=== EXERCISE DIRECTIONS ===
Locate every line in the entries below that contains the word "balloon" and copy each one. Case counts.

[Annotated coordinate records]
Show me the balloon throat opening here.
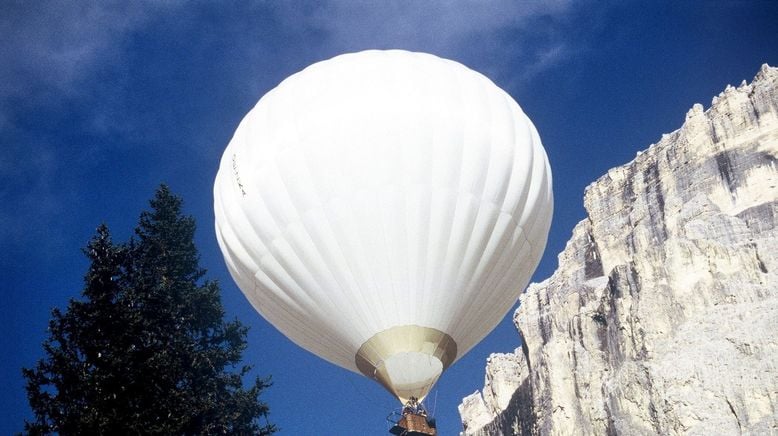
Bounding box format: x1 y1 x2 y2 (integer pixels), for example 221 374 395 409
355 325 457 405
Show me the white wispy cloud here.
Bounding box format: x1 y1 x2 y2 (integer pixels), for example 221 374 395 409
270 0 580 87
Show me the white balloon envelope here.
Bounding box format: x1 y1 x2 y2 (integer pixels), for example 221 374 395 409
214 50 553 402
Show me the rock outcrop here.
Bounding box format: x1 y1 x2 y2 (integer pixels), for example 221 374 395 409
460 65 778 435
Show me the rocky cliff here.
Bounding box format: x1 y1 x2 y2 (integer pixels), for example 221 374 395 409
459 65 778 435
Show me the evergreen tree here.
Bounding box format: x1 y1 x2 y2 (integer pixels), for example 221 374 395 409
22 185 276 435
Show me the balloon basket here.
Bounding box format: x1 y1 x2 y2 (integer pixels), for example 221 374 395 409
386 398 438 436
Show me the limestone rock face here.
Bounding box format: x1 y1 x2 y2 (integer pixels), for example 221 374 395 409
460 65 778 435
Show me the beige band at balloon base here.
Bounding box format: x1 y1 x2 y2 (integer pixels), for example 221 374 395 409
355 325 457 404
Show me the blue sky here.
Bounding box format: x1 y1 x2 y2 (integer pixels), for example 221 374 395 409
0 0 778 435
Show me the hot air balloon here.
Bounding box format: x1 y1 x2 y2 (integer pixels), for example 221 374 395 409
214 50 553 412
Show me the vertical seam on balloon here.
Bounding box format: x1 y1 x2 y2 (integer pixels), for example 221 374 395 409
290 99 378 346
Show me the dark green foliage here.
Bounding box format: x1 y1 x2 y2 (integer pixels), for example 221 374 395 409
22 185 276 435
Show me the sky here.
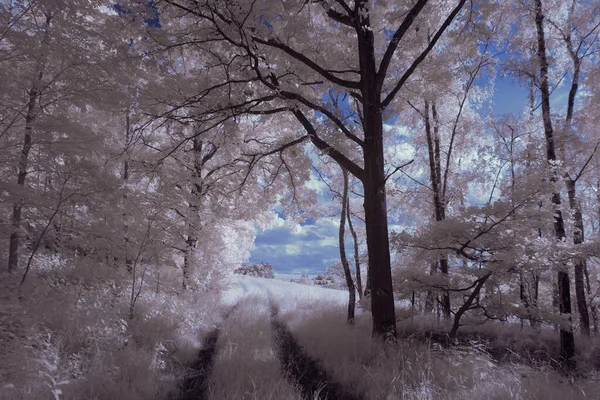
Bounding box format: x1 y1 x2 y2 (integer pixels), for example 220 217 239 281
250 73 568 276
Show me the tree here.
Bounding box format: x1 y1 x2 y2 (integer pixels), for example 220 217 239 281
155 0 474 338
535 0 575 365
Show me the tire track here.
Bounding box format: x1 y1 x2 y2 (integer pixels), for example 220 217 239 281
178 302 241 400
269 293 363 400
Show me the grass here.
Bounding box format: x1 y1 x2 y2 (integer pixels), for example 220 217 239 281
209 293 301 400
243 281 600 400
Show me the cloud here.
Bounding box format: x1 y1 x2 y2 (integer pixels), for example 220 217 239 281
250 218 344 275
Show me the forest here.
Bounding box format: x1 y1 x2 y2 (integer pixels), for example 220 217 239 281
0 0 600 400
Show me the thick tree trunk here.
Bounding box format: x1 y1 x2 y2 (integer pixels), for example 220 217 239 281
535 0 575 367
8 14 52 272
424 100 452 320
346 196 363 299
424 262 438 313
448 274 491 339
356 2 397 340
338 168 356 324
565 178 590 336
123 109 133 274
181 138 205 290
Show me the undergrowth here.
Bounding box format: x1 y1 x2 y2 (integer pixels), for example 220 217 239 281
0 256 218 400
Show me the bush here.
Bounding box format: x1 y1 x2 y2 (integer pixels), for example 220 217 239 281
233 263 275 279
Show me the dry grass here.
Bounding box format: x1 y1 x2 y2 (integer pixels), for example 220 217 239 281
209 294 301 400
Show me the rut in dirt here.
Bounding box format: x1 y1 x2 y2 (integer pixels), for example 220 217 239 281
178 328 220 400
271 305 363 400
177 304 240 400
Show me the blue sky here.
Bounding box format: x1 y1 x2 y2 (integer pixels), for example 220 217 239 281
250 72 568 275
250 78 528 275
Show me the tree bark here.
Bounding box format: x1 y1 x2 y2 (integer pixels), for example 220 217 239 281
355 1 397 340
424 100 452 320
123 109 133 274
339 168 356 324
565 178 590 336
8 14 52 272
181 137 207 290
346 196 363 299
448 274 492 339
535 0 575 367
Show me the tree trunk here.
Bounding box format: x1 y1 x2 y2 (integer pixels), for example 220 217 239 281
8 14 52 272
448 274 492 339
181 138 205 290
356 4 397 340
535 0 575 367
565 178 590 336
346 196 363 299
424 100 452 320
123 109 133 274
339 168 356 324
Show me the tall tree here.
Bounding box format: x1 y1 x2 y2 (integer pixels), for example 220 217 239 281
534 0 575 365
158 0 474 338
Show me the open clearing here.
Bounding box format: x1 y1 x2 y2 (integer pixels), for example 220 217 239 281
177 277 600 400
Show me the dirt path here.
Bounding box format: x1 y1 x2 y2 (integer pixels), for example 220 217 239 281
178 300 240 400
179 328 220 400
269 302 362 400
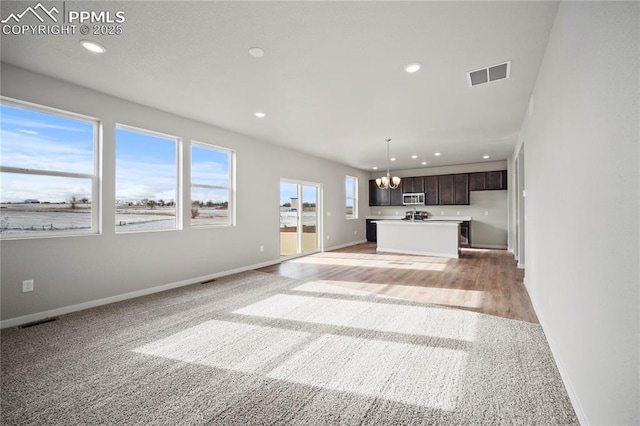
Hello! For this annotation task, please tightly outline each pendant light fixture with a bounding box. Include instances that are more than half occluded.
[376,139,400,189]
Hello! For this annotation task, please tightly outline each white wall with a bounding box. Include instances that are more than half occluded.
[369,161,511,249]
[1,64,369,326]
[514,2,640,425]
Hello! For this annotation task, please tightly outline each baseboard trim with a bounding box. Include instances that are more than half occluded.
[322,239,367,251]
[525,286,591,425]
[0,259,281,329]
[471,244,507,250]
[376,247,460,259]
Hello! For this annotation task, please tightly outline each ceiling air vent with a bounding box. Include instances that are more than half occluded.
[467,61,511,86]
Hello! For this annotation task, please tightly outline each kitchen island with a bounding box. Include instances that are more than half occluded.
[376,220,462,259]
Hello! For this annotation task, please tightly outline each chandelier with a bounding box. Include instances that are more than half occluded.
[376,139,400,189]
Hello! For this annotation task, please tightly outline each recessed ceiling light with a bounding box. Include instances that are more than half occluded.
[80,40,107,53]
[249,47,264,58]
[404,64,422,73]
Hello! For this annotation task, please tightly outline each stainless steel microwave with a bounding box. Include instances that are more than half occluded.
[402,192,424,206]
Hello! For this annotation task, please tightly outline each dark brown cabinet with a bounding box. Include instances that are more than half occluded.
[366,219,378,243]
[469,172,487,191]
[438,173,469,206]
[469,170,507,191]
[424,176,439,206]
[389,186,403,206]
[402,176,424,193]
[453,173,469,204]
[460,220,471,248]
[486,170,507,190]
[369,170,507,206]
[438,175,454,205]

=== RESPONSE ===
Show me the balloon throat opening here.
Show me the white balloon envelope here.
Show me the balloon basket here.
Show me the beige band at balloon base here.
Show me the hot air balloon here.
Show me the vertical seam on balloon here.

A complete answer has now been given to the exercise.